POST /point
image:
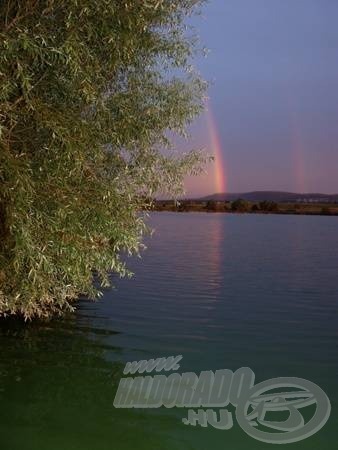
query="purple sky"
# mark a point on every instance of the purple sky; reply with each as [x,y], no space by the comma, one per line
[273,65]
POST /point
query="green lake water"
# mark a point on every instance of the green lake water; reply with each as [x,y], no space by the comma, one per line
[225,291]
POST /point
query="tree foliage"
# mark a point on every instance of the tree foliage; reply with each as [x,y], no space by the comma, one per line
[88,93]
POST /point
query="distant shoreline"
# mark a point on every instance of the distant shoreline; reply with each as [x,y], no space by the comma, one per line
[241,206]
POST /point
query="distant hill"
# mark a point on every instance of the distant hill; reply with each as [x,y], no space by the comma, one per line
[276,196]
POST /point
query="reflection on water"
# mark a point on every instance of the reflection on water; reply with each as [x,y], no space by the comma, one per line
[224,291]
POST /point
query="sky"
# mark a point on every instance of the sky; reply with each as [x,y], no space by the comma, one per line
[272,116]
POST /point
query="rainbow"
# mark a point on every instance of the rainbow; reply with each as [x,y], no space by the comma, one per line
[216,149]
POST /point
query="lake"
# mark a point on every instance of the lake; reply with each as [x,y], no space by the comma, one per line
[223,290]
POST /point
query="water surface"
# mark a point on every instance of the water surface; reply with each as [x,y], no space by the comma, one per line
[223,290]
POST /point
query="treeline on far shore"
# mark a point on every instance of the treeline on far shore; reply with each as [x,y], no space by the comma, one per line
[244,206]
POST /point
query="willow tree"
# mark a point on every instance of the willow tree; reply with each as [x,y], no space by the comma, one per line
[90,92]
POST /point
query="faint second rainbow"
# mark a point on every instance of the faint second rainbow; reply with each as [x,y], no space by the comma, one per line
[220,176]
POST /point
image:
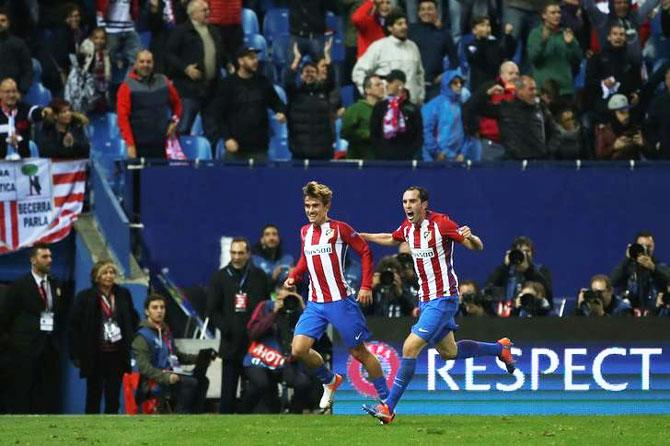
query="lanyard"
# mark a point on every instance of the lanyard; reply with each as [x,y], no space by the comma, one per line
[107,306]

# [GIVEN INSTRUCTION]
Leave out the pictures and output every record above precisely as given.

# [RESPONSE FOR THIS EXERCISE]
POST /point
image:
query="purple sky"
# mark a point on every instance of the purple sky; reply with each as [x,y], no space by the comma, one per line
[273,65]
POST /point
query="green lake water"
# mark a point on every instance of the green lake water; reply with each as [x,y], no space by the comma, one per line
[225,291]
POST /point
query="tree foliage"
# mark a point on every instance of the tree foliage; reply with each as [x,y], no space by the comma, one per line
[88,93]
POST /point
query="distant shoreline"
# mark a point on every instance of the distant shoreline; reply with each as [x,y], no space by the comma, one per line
[241,206]
POST /point
query="distant hill"
# mark a point on every instance of the distant hill; reply with each as [x,y], no space by the comma, one per line
[276,196]
POST /point
query="reflection on water"
# mark a point on every instance of the reflection on water; reply with each as [x,y], no space by the comma, one per line
[224,291]
POST /point
query="sky"
# mark a point on every instance of the sky; reply with each as [x,y], no space by the comma, one per line
[272,116]
POST /point
query="rainbow"
# mark a point on every instance of the rainbow; reply with each as [x,y], no space by the comma, one per line
[216,149]
POST /point
query="lake"
# mark a point on every instance of the lake; reply with each as [x,y], no space by the comma, one per line
[223,290]
POST /point
query="water surface"
# mark a point on every instance of the water surface; reply with each as [x,y], no space by the comma, one per line
[223,290]
POST /point
query="treeline on far shore"
# mark a point on every instance of the treeline on far shore; reply with each as [x,y], no space by the comma, one per line
[244,206]
POST /point
query="willow tree"
# mark a point on every instance of the willow tree; reply with each as [x,y], no space by the comma, one per line
[90,92]
POST /point
query="faint second rainbow"
# mark a point on every instance of the faint second rainbow; reply with each as [x,y], no space by the comma, one per line
[220,176]
POST /point
image:
query="lanyard"
# mark a point on every instance of the lanyard; reply with each as [x,y], no space by the comma, one per line
[107,306]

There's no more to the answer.